BEGIN
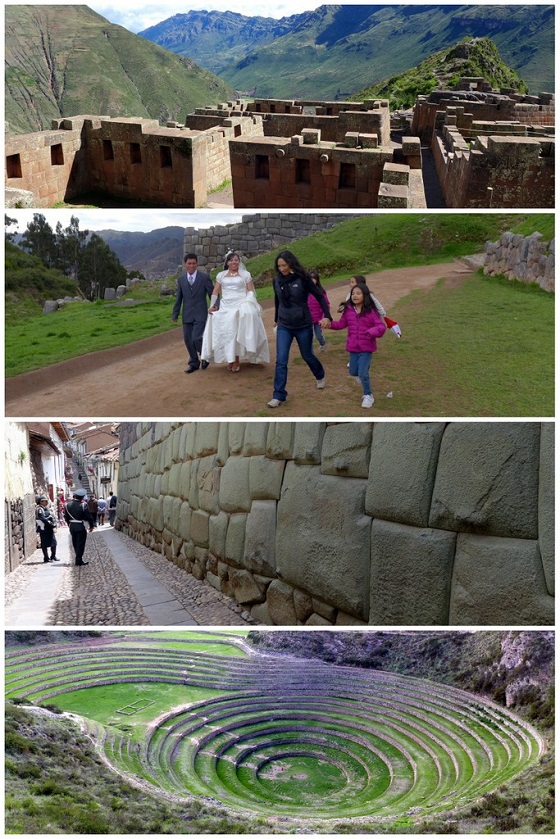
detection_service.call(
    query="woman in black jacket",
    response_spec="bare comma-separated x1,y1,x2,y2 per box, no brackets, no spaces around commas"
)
268,250,332,408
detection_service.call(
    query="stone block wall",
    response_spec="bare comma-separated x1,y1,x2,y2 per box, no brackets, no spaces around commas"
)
183,213,369,269
432,126,554,208
5,495,37,573
230,134,395,208
116,422,554,627
484,232,555,291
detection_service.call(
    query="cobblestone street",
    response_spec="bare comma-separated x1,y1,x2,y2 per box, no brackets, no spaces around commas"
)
5,526,256,627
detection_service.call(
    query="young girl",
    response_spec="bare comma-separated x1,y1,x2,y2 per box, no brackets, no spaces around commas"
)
308,270,330,352
328,282,386,408
339,275,401,337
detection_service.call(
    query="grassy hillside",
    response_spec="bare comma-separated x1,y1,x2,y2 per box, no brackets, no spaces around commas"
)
5,5,235,134
5,242,80,320
354,37,527,109
218,4,553,99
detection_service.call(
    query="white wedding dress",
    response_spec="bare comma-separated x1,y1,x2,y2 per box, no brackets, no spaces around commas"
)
201,270,270,364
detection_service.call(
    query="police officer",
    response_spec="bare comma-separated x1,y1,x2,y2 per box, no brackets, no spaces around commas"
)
64,488,95,566
35,495,58,563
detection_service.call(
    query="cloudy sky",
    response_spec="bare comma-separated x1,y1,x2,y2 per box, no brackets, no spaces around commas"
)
7,210,245,234
6,0,326,33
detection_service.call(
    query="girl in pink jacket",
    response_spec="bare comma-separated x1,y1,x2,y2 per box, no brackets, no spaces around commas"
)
328,283,386,408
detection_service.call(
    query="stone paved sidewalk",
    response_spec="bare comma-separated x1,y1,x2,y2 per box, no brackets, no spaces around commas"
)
5,526,256,628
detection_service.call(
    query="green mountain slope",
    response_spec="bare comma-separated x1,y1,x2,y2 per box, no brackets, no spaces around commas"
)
5,5,235,135
354,37,528,109
139,9,300,78
206,4,553,99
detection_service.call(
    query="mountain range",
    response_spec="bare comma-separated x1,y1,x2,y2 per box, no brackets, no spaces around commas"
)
5,5,234,134
95,227,185,279
140,4,554,99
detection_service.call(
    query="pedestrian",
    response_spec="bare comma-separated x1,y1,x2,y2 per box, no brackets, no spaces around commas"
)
326,282,386,409
64,488,95,566
171,253,214,373
339,275,401,337
87,494,99,527
308,269,330,353
268,250,332,409
108,492,118,527
97,497,107,525
201,250,269,372
35,495,58,563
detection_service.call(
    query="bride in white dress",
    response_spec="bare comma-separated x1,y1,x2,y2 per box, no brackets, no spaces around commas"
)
201,251,270,371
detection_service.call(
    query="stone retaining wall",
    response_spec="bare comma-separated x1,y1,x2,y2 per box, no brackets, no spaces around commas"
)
183,213,368,269
116,422,554,627
484,232,555,291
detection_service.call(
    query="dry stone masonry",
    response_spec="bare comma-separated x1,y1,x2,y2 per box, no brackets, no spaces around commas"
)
116,422,554,627
484,232,555,291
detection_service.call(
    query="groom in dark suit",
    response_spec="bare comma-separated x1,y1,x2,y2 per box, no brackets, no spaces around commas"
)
172,253,214,373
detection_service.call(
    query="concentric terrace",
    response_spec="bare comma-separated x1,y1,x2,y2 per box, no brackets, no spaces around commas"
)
5,632,544,822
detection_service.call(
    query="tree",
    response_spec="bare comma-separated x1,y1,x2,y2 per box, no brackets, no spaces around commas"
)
77,234,127,300
20,214,59,267
55,215,88,278
5,214,18,243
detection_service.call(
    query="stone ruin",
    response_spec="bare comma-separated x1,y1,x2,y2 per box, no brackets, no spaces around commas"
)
4,80,554,209
116,421,554,627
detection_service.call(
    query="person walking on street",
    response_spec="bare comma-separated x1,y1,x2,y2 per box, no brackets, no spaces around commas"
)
108,492,118,527
64,488,95,566
268,251,332,408
97,497,107,525
172,253,214,373
35,495,58,563
87,494,99,527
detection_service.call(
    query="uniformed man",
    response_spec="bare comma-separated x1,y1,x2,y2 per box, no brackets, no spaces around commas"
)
64,488,95,566
35,495,58,563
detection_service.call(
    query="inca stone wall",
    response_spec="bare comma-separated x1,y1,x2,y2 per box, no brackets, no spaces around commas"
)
183,213,368,269
484,232,555,291
116,422,554,627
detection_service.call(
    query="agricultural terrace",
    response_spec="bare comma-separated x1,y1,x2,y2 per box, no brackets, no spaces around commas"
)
5,632,545,823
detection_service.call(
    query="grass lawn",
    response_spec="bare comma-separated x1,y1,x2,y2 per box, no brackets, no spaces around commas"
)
355,272,554,417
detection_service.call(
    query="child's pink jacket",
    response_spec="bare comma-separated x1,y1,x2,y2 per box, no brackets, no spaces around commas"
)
330,306,386,352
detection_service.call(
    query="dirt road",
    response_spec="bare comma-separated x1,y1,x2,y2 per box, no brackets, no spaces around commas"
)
6,262,470,418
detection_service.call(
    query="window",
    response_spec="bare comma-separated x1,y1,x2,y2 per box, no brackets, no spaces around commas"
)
51,144,64,165
103,140,114,161
255,155,269,179
339,162,356,189
130,143,142,164
6,153,22,178
295,158,311,184
160,146,173,168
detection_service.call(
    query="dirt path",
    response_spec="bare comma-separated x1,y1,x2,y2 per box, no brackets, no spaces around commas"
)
5,261,471,417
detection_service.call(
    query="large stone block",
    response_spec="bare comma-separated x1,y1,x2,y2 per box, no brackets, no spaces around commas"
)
196,454,221,515
219,456,251,511
429,423,540,537
225,512,247,566
276,463,370,619
244,500,277,575
450,534,554,625
366,423,445,526
538,423,554,594
266,424,295,459
292,423,327,463
209,510,229,560
369,520,456,625
230,569,265,604
190,509,209,547
249,455,286,500
242,423,269,455
228,423,246,454
267,579,298,625
321,422,373,477
191,423,220,458
167,462,183,497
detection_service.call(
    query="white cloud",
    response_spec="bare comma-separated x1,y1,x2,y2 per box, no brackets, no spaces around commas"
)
86,1,322,32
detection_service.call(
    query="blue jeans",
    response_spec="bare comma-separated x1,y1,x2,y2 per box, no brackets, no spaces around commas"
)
349,351,372,396
273,324,325,401
313,323,326,347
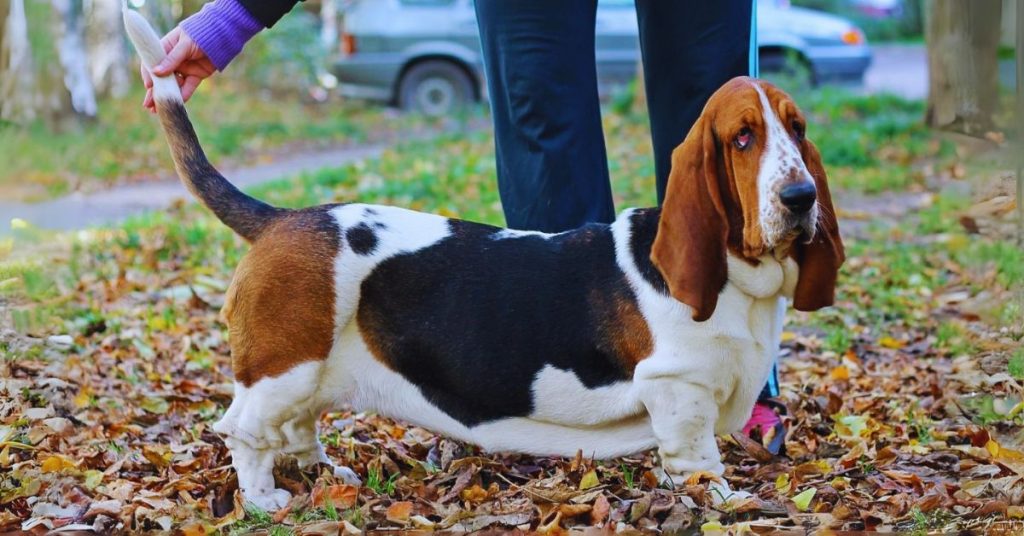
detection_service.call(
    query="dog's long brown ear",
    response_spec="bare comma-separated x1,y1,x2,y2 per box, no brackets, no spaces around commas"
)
792,139,845,311
651,117,729,322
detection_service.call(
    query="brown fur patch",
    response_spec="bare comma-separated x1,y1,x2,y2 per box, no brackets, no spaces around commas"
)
591,288,654,373
354,297,394,371
222,207,341,386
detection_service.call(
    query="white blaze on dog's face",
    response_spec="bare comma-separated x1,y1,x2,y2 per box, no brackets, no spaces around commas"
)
751,80,819,251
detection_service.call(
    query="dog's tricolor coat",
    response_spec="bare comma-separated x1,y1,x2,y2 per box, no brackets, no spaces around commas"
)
124,8,843,510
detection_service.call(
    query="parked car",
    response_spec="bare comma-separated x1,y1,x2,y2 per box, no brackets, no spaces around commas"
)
332,0,872,116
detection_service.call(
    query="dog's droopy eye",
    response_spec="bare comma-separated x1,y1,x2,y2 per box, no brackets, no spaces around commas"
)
734,128,753,150
792,120,805,142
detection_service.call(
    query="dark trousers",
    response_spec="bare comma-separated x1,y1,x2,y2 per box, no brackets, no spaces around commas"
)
474,0,753,232
475,0,779,400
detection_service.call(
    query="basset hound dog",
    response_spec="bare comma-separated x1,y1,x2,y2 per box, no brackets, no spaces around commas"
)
125,9,843,510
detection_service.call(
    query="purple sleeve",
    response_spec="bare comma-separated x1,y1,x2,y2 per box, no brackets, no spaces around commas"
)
180,0,264,71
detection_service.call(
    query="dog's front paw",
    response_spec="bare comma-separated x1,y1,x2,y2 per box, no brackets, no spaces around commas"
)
245,488,292,512
658,470,754,508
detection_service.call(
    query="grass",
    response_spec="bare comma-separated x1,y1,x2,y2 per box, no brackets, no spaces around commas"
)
0,87,406,202
935,321,977,357
907,506,955,535
228,505,276,536
797,88,952,194
365,466,398,496
620,463,636,489
1009,350,1024,380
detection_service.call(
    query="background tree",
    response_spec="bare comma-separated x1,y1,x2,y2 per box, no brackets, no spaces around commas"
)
924,0,1001,136
87,0,131,99
0,0,38,123
53,0,97,118
1,0,100,124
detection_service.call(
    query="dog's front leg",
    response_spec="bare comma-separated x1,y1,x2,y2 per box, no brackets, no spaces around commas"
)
636,369,753,505
636,375,724,479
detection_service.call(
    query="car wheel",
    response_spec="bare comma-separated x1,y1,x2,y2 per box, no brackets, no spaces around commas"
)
398,60,475,116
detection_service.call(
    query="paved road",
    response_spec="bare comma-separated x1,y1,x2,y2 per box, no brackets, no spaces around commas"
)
863,44,928,100
0,45,935,235
0,145,384,236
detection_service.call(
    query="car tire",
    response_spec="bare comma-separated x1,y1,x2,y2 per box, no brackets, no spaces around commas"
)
398,60,475,117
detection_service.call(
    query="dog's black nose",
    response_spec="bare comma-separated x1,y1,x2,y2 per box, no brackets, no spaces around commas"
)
779,182,817,214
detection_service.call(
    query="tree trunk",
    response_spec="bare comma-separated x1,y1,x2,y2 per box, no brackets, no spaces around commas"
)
321,0,338,50
0,0,38,123
87,0,130,98
52,0,97,118
924,0,1001,136
0,0,7,57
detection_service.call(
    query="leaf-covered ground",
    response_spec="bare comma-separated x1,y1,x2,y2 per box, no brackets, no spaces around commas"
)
1,89,1022,534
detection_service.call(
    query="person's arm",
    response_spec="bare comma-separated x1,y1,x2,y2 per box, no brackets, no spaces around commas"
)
141,0,302,112
236,0,304,29
177,0,264,72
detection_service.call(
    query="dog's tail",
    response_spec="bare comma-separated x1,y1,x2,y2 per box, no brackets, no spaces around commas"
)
122,5,283,242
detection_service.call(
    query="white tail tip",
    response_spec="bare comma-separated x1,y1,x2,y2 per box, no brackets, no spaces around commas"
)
122,5,182,103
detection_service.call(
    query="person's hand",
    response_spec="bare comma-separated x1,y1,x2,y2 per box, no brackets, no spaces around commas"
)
141,26,215,113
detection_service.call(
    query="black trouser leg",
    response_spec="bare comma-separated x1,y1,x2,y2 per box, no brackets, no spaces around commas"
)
635,0,753,203
474,0,615,233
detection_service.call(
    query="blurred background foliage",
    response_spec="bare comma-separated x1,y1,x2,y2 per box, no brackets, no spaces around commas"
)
792,0,924,41
224,5,326,95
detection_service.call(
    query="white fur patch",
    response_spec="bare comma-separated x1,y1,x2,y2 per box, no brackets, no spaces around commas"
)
751,81,819,248
329,204,451,326
529,365,645,427
122,7,182,104
491,228,555,240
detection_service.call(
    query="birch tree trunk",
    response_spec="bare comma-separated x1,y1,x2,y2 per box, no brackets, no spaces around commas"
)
924,0,1001,136
52,0,97,117
321,0,338,50
0,0,38,123
87,0,130,98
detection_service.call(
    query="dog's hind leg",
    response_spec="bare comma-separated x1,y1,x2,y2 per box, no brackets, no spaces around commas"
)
223,436,291,511
212,213,356,507
281,413,361,485
214,361,337,509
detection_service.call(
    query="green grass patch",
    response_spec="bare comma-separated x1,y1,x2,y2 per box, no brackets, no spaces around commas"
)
0,91,387,201
1009,350,1024,380
935,321,976,357
365,466,398,496
228,505,294,536
618,84,947,195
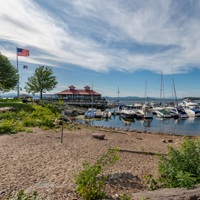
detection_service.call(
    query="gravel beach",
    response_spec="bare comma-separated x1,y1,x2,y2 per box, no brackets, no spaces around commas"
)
0,124,185,199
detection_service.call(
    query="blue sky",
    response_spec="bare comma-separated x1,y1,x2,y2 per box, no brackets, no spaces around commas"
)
1,0,200,97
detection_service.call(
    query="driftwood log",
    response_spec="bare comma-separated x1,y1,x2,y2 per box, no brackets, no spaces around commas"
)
112,148,167,156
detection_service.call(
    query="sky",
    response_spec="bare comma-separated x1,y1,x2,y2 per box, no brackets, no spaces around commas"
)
1,0,200,98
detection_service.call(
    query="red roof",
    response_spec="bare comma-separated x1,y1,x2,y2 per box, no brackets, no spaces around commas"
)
84,86,90,89
56,89,101,95
69,85,76,89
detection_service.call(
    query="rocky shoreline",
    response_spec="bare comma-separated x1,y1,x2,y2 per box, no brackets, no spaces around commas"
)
0,121,198,200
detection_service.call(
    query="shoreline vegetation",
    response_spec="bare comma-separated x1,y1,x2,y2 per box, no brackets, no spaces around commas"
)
0,100,200,199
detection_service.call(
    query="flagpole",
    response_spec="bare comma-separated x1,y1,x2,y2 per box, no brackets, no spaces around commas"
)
16,47,19,102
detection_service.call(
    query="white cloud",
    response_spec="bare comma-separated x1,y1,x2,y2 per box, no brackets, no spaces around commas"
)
1,0,200,74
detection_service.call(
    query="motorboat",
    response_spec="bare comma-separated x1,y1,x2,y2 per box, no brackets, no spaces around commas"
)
121,106,136,119
155,109,171,118
137,102,153,119
84,110,96,118
150,101,156,108
151,105,164,114
178,99,199,108
103,109,112,118
134,110,144,119
170,107,189,118
134,102,143,109
118,105,126,112
184,108,200,117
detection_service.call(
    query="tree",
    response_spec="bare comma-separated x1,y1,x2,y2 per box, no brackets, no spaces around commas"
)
24,65,58,100
0,53,19,93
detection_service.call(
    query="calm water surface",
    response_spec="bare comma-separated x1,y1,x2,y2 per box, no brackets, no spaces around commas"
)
75,99,200,136
75,115,200,136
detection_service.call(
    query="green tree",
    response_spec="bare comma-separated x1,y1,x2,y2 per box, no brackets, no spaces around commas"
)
24,65,58,100
0,53,19,93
END
■ Work required ■
Go through the entries above and copy out every line that includes the word "shoreline".

■ Result of this task ■
    query="rocky shoreline",
    query="shoreline vegetation",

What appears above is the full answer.